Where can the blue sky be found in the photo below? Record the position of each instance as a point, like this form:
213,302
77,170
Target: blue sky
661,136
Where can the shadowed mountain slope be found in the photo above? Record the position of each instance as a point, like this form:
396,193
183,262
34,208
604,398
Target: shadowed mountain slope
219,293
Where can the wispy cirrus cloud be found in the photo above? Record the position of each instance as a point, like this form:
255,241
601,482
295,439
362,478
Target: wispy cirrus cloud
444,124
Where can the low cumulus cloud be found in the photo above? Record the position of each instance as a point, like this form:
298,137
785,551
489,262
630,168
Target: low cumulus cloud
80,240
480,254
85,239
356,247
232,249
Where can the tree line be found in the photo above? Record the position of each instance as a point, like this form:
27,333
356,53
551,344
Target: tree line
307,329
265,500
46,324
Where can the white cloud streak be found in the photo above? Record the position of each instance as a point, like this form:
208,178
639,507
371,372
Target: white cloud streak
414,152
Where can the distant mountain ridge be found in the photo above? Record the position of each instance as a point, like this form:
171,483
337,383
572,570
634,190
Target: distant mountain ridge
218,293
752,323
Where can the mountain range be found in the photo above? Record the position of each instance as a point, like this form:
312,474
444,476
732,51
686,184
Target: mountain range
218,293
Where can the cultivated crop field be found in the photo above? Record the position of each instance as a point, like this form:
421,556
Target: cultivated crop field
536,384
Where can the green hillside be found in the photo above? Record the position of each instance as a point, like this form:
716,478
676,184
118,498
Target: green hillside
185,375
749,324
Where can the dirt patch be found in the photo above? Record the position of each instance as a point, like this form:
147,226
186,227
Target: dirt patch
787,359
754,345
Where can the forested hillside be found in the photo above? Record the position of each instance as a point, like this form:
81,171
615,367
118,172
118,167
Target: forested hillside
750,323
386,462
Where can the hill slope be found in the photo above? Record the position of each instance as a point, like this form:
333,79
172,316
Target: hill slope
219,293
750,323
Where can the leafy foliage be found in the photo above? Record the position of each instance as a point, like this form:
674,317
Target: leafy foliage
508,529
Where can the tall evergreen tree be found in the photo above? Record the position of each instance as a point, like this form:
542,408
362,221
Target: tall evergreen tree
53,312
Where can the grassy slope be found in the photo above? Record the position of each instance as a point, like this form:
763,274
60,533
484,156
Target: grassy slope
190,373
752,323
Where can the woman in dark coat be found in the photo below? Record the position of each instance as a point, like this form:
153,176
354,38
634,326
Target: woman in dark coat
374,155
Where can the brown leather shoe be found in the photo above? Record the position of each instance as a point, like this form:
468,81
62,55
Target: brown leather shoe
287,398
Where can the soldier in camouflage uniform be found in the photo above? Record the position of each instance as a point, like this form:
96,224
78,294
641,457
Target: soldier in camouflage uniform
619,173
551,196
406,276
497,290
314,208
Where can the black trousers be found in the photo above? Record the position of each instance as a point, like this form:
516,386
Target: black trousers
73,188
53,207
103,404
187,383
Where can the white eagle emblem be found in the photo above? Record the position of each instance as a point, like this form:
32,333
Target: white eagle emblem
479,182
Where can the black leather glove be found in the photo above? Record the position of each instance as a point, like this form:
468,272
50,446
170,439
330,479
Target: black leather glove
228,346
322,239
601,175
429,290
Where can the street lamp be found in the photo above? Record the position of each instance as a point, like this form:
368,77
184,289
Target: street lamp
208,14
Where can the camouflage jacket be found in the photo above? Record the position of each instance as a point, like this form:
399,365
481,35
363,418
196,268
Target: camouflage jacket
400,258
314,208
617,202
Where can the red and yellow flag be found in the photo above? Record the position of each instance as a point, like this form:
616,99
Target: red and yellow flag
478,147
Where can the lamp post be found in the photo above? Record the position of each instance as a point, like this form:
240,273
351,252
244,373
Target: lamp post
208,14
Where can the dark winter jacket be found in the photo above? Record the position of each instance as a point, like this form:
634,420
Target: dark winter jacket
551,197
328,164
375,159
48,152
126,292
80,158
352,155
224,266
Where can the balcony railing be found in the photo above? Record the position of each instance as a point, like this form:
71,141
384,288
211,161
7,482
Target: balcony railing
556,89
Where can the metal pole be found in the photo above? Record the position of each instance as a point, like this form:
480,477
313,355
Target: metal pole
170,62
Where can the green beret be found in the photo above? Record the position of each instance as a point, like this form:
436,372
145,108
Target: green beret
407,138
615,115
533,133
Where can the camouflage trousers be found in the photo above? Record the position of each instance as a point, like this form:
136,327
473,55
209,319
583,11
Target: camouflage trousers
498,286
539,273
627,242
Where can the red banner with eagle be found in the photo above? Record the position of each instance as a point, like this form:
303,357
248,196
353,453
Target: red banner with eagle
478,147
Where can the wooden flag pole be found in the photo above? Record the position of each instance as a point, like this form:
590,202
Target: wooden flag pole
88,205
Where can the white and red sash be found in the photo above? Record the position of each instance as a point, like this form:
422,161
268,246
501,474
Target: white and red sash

## WORK REQUEST
Please give the number of lines in the entries above that hold "below", with no other words.

## OUTPUT FOR THIS EXERCISE
2